== RECORDS FOR THE TASK

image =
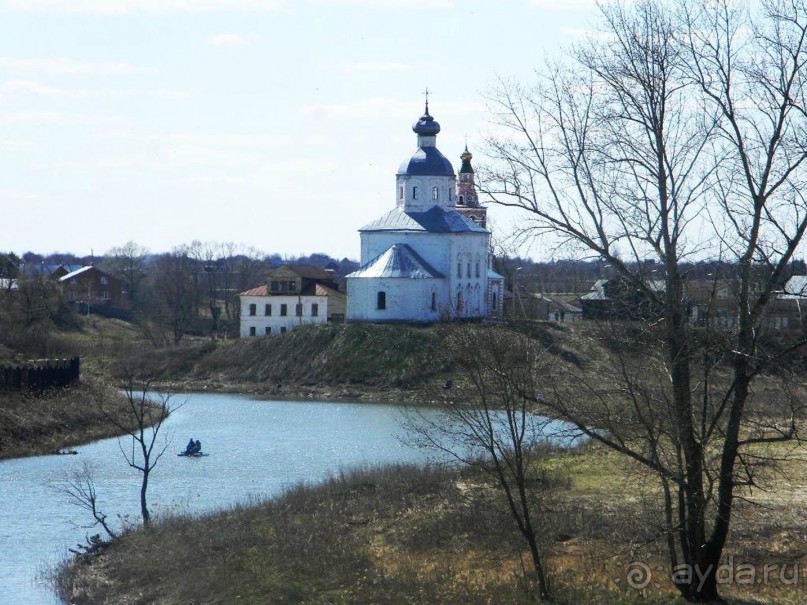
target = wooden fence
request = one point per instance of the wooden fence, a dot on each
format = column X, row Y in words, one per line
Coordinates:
column 40, row 374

====

■ TASK GOAL:
Find the lines above that contain the word "wooden" and copy each one.

■ RESPONSE TO THIS EXERCISE:
target = wooden fence
request = one point per instance of the wooden fence, a dot on each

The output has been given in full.